| THE PROBLEM |
Convert the data below into a JSON list of strings with one string for each line, leaving out blank lines.

# # # # #

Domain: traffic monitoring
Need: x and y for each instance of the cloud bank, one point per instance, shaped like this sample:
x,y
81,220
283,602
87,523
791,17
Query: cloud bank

# # # # #

| TASK RESULT |
[
  "Domain: traffic monitoring",
  "Need: x and y for each instance of the cloud bank, one point per instance, shaped like this sample:",
  "x,y",
  "81,220",
  "283,602",
  "87,523",
  "791,17",
  "Query: cloud bank"
]